§ PASSAGE FOR REVIEW:
%%

Tired of seeing flies landing on your freshly cooked meals, buzzing throughout your home, and ruining outdoor entertaining? Us, too! Thankfully, there’s a family-safe, cost-effective approach for getting your indoor and outdoor fly populations under control: Fly paper.

Do yourself a favor, skip the synthetic versions found at your local hardware store and make your own natural fly paper at home. It’s inexpensive, easy to do, and the end result is non-toxic to kiddos and pets. Here’s a step-by-step guide for how to do it:


With only a handful of household items, you can make your own effective and natural fly paper at home. Here’s what you’ll need:

  • A brown paper grocery bag (approximately two feet deep)
  • Scissors
  • String (rotisserie string or baker’s twine works just fine
  • A spatula or wooden spoon for stirring
  • A saucepan and stove
  • 2 cookie sheets (at least as long as the paper strips you cut) and parchment paper
  • A fork
  • 1/4 cup sugar
  • 1/4 cup corn syrup (or honey if you don’t have corn syrup)
  • 1/4 cup water


The following instructions make a dozen strips of fly paper or more, so if you need less feel free to adjust the recipe as needed:

  1. Combine the corn syrup, sugar, and water in a saucepan and heat it on your stove at medium heat, stirring occasionally until the mixture starts to boil. Then, drop the temp to low-medium heat and simmer, stirring until all the sugar dissolves. Once it’s fully dissolved, turn off your stove and remove the pan from the heat. Allow the mixture to cool for approx. 5-10 minutes as you get the rest of your materials ready.

%%

§ TASK STATEMENT: From the materials list in the homemade fly paper text, give each item measured in a quantity of 1/4 cup. The records that follow were taken from a separate source and are unrelated to the fly paper text.

§ RECORDS PROVIDED:
%%

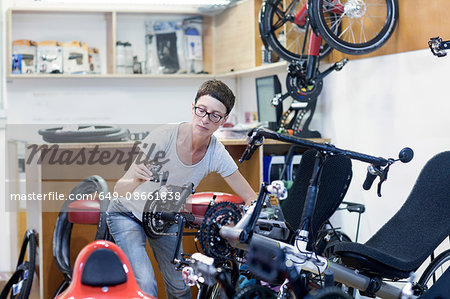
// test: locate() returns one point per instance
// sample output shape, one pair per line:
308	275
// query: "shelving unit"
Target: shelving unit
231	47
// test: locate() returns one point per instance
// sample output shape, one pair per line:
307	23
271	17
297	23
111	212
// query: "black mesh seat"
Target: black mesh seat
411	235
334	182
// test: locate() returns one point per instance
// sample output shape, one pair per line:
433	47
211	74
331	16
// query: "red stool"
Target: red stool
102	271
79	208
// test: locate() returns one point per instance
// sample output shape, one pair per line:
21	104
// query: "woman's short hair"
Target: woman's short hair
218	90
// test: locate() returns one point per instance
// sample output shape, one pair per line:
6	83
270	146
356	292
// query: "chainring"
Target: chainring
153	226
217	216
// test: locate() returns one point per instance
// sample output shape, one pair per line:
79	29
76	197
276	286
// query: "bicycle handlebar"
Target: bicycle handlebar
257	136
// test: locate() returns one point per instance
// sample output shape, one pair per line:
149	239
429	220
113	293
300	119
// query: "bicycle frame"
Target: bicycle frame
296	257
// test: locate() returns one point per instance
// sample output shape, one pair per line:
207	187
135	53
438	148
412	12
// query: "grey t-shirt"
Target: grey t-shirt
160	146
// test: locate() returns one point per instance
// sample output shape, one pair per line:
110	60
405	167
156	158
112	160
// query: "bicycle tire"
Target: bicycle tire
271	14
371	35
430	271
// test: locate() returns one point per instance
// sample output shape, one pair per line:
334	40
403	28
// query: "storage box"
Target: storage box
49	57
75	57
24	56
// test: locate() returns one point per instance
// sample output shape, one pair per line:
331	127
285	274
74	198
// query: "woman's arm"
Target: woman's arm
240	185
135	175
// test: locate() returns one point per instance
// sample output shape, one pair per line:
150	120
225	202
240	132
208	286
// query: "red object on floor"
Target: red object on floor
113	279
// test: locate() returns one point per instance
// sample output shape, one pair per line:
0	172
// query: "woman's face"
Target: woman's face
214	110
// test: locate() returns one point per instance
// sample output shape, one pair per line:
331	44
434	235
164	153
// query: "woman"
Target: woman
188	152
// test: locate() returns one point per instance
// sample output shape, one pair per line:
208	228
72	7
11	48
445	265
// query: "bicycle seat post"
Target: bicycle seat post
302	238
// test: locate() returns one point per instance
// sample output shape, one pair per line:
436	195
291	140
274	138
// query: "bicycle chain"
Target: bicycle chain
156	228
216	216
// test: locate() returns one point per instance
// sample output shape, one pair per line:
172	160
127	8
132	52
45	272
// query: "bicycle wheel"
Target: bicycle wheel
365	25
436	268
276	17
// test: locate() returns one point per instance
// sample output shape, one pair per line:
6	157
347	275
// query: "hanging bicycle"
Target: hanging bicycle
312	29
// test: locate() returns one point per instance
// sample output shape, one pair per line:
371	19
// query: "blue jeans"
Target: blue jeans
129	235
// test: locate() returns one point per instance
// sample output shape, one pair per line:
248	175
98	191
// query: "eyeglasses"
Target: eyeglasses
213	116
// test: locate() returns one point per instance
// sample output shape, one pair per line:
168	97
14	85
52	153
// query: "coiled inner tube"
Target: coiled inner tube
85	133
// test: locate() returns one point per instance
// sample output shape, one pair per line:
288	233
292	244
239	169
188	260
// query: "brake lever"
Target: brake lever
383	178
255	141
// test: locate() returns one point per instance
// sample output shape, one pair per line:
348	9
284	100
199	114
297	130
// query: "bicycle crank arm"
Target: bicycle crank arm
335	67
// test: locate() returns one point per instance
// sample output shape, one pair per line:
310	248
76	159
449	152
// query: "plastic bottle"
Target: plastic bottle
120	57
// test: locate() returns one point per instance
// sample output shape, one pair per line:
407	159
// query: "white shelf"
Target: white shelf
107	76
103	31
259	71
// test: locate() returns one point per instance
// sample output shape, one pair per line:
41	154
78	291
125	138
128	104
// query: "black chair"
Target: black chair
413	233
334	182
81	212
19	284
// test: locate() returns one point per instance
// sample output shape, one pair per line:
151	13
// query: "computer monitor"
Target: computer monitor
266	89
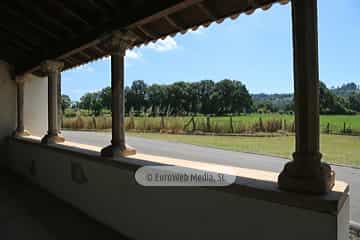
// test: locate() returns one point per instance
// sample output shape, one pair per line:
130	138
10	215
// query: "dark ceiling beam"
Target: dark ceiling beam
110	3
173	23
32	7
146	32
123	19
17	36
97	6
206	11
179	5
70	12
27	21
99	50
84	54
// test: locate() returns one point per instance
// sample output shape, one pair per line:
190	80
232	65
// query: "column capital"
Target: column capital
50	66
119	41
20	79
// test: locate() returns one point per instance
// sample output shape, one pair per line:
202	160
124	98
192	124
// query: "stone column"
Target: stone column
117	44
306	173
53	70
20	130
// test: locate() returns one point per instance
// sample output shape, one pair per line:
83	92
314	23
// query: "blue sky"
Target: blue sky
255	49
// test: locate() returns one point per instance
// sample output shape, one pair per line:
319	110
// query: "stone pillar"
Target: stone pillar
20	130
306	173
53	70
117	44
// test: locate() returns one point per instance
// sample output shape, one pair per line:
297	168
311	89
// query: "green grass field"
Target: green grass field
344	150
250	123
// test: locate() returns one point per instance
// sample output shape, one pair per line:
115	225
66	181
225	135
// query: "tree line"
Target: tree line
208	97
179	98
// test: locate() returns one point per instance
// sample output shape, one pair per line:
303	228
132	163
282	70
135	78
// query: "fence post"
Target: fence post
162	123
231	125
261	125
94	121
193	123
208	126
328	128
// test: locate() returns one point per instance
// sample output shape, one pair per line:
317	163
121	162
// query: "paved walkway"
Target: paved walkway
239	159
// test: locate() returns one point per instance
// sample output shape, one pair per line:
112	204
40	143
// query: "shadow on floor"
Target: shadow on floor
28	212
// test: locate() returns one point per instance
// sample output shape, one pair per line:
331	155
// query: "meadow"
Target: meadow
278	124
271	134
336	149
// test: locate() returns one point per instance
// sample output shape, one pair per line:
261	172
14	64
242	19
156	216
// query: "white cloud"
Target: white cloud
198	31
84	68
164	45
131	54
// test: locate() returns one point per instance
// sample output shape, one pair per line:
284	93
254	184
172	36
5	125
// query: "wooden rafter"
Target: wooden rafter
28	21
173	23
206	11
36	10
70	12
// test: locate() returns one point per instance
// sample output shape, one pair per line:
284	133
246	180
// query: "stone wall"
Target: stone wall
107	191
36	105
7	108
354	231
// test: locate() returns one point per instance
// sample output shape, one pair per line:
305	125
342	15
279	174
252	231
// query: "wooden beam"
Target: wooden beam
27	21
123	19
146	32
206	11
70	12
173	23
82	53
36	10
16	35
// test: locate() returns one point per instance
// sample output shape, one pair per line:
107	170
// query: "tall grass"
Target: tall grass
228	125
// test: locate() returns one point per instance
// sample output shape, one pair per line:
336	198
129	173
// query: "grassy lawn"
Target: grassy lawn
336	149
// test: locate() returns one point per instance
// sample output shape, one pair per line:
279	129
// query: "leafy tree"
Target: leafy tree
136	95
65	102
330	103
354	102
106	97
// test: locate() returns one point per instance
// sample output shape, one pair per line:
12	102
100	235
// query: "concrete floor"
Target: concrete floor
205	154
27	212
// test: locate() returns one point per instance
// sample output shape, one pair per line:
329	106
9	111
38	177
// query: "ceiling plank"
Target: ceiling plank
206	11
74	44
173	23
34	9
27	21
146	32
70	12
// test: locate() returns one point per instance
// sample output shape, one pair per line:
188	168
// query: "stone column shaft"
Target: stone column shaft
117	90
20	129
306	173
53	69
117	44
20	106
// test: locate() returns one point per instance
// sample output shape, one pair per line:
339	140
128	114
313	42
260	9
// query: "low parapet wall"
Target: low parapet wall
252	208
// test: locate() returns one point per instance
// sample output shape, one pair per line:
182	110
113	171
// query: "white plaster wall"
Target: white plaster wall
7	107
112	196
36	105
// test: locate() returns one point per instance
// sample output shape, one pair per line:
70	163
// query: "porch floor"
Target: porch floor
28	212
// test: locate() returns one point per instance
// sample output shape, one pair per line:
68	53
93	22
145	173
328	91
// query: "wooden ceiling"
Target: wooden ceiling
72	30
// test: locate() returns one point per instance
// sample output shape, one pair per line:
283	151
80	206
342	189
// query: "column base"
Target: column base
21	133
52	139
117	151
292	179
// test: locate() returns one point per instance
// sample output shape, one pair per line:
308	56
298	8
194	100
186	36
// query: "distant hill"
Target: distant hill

%%

§ EXPECTED ANSWER:
- Sugar
- Corn syrup (or honey if you don't have corn syrup)
- Water